* _WHAT THIS TASK INVOLVES_: Put the lines of the items into a JSON list of strings, with one string per line and no blank lines. Leave the pictures out of your answer.

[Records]
'''

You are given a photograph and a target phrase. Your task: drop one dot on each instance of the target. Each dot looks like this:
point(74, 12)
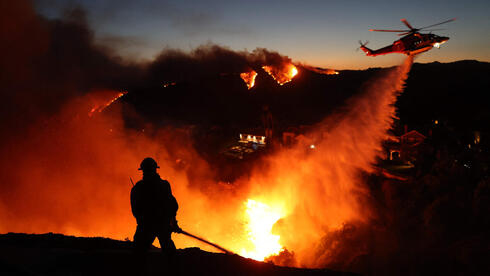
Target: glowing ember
point(249, 78)
point(101, 105)
point(261, 218)
point(282, 75)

'''

* _THE OUTPUT_:
[
  "You are given a photograph and a target phrase. Your task: drop one dot on each instance of the target. Each dot looks like this:",
  "point(74, 12)",
  "Target: glowing ember",
  "point(249, 78)",
  "point(101, 105)",
  "point(261, 218)",
  "point(282, 75)"
]